**Objective**
Pick up the research data management text after its last sentence and continue it.

**Document text**
.....

The implementation of RDM principles professionalises data management practices. The implementation of these principles makes research data more coherent, transparent and accessible to the designated research community. With increased Open Science subscription from funders and institutions, good research data management practices help to simplify data retrieval, analysis and sharing, add value to data, ease publishing, make data reusable.

Good RDM always starts with a plan.

Guidelines for Students

In 2019, a new student MoU (Memorandum of Understanding) was implemented for all postgraduate researchers, requiring them to create a DMP as part of the registration process. Go to the UCT platform (UCT DMP) to start creating your DMP and use your UCT credentials to sign in. Once you have signed in you will be able to immediately start creating your Data Management Plan with some tips. You can get some quick guidance on how to start planning your data.

Why manage your research data?

In the digital age data management is something that most of us do daily. From managing our personal music collections to managing Big Data we all benefit from good data management. It is easy to become overloaded with data - too many open tabs, phones and hard drives running out of space or being unable to find the right file. It is all the more important to manage your data when working on a research project. Managing your data ensures  that you are:

  • compliant with policies
  • efficient with your data handling
  • ethically responsible
  • researching transparently
  • acknowledged for your work 

UCT subscribes to Open Science which promotes the  practices of “making data as open as possible, as closed as necessary”. Research data management contributes to Open Science by encouraging researchers to make their data findable, accessible, interoperable and reusable (FAIR). These fair data principles enable research continuity.  

Satisfy funder requirements

Funding bodies mandate the submission of a Data Management Plan (DMP) to ensure that data will be managed.

.....

[Entries from a dataset]

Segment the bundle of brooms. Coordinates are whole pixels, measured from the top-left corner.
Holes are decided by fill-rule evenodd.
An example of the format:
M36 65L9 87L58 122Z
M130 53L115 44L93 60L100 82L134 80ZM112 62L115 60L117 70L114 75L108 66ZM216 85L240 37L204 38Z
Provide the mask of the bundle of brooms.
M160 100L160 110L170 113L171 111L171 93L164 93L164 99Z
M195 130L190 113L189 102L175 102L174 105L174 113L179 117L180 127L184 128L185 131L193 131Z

.....

**Exercise result**
Organise and understand your data

By managing your data, you make it easier to understand the details and procedures relating to your data and data collection throughout the life cycle of your project. Good data management makes research easier.

Increase citations and get recognition

The data you collect is the basis of your research. By managing and sharing your data you increase your chances of being recognised and cited by others. Well-managed data ensures that your research can be reused and validated by others.

Enable reproducibility and growth in research output

Well-managed data is:

  • Findable
  • Accessible
  • Interoperable
  • Reusable

These four components of well-managed research data are known together as the FAIR data principles.  These principles make it easier for researchers to reuse the data and, when appropriate, share it with the broader research community. If data is well managed, the time and costs of future research efforts are greatly reduced. Note that while the FAIR principles are geared towards open data publication, data can be FAIR-compliant without being made open.

The Australian National Data Service has excellent resources  on how to make your data more FAIR. Have a look at more useful RDM links.

What we can do for you?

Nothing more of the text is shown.